◆ Problem to work on
Reproduce the entries below word for word, leaving out the pictures.

◆ Task material
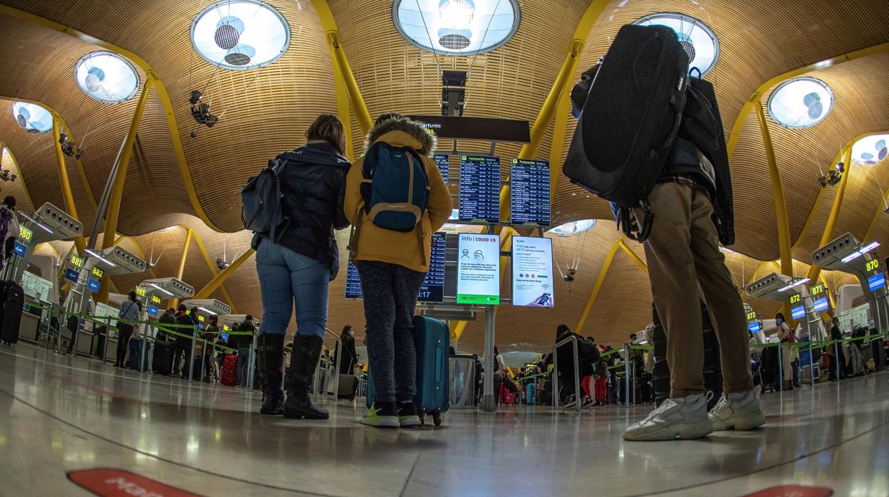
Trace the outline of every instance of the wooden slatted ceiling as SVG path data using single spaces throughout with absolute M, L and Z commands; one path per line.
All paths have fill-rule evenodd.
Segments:
M 330 54 L 324 30 L 311 4 L 272 4 L 286 18 L 292 31 L 287 52 L 267 68 L 250 71 L 220 70 L 217 75 L 212 66 L 195 53 L 188 36 L 192 20 L 207 5 L 206 2 L 165 0 L 129 4 L 111 0 L 79 0 L 64 4 L 10 2 L 16 8 L 122 46 L 151 64 L 173 102 L 180 138 L 185 147 L 200 203 L 217 226 L 231 231 L 241 228 L 240 212 L 232 207 L 239 203 L 237 186 L 261 169 L 269 157 L 301 144 L 302 133 L 316 116 L 336 111 Z M 73 38 L 59 36 L 66 39 L 60 44 L 62 46 L 73 43 Z M 68 77 L 73 84 L 70 75 Z M 212 98 L 212 111 L 218 115 L 226 109 L 227 113 L 212 130 L 198 129 L 198 137 L 192 139 L 189 132 L 194 129 L 194 121 L 188 96 L 191 90 L 204 87 L 208 100 Z M 68 99 L 72 106 L 91 100 L 79 90 L 65 94 L 64 98 Z M 96 149 L 101 148 L 111 156 L 110 162 L 103 163 L 106 169 L 95 174 L 99 179 L 94 180 L 93 174 L 90 174 L 91 185 L 97 190 L 104 185 L 108 168 L 113 164 L 129 124 L 132 110 L 122 110 L 126 105 L 134 106 L 135 100 L 95 116 L 98 123 L 107 123 L 116 116 L 123 121 L 108 126 L 112 128 L 109 131 L 119 131 L 119 137 L 108 136 L 105 140 L 106 131 L 102 130 L 90 144 L 94 149 L 92 153 L 98 155 Z M 61 108 L 59 111 L 63 112 Z M 166 127 L 165 122 L 159 121 L 162 116 L 163 113 L 158 111 L 156 117 L 150 121 L 143 119 L 140 132 L 153 129 L 156 131 L 152 134 L 162 135 L 161 130 Z M 74 127 L 71 123 L 69 125 Z M 169 180 L 172 172 L 164 172 L 164 168 L 178 168 L 174 156 L 169 155 L 169 140 L 157 145 L 146 144 L 145 148 L 148 169 L 152 171 L 151 183 Z M 152 154 L 167 156 L 155 158 Z M 138 195 L 128 196 L 123 204 L 119 230 L 124 233 L 157 228 L 140 226 L 132 210 L 135 208 L 132 204 L 153 204 L 156 192 L 143 188 L 141 192 L 136 193 Z M 173 208 L 172 212 L 191 212 L 191 210 Z

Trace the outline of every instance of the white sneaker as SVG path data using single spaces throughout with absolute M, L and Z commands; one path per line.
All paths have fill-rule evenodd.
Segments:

◆ Exercise result
Trace the outline of every instance of the wooden slatted ceiling as SVG path data using single spaces throughout with absolute M, L and Z commands; one path per line.
All paths have fill-rule evenodd.
Segments:
M 330 54 L 324 30 L 311 4 L 272 4 L 286 18 L 292 31 L 287 52 L 267 68 L 250 71 L 220 70 L 217 75 L 212 66 L 195 53 L 188 36 L 192 20 L 207 5 L 206 2 L 165 0 L 129 4 L 111 0 L 79 0 L 64 4 L 10 2 L 16 8 L 122 46 L 151 64 L 173 102 L 180 138 L 185 147 L 200 203 L 217 226 L 231 231 L 241 228 L 240 212 L 232 207 L 239 203 L 237 186 L 261 169 L 269 157 L 301 144 L 302 133 L 316 116 L 336 111 Z M 73 38 L 59 36 L 66 39 L 60 44 L 62 46 L 73 43 Z M 68 77 L 73 84 L 70 75 Z M 212 98 L 212 111 L 218 115 L 226 109 L 227 113 L 212 130 L 198 129 L 198 137 L 192 139 L 189 132 L 194 129 L 194 121 L 188 96 L 191 90 L 204 87 L 208 100 Z M 68 99 L 72 106 L 91 100 L 79 90 L 65 94 L 64 98 Z M 96 149 L 101 148 L 111 156 L 110 162 L 103 163 L 106 169 L 95 174 L 99 179 L 94 180 L 93 174 L 90 174 L 91 185 L 97 190 L 104 185 L 108 168 L 113 164 L 129 124 L 132 110 L 122 110 L 126 105 L 134 106 L 135 100 L 95 116 L 98 123 L 107 123 L 116 116 L 123 121 L 108 126 L 112 128 L 109 131 L 119 131 L 119 137 L 108 136 L 105 140 L 106 131 L 102 130 L 90 144 L 94 149 L 92 153 L 98 155 Z M 61 108 L 59 111 L 63 112 Z M 166 127 L 165 122 L 159 121 L 162 116 L 163 113 L 158 111 L 156 117 L 150 121 L 143 119 L 140 132 L 153 129 L 156 131 L 152 134 L 162 135 L 161 130 Z M 74 127 L 71 123 L 69 125 Z M 169 180 L 172 172 L 164 172 L 164 168 L 178 168 L 174 156 L 169 155 L 169 140 L 157 145 L 146 144 L 145 148 L 148 169 L 152 171 L 151 183 Z M 152 154 L 167 156 L 155 158 Z M 138 195 L 128 196 L 123 204 L 119 230 L 124 233 L 157 228 L 140 226 L 132 210 L 135 208 L 132 204 L 153 204 L 156 192 L 143 188 L 141 192 L 136 193 Z M 173 208 L 172 212 L 191 212 L 191 210 Z

Trace the outline of every instance of the white sneaker as SVG path data using single spaces throughout with absolute M, L and Z commands; one path per line.
All paths have fill-rule evenodd.
Segments:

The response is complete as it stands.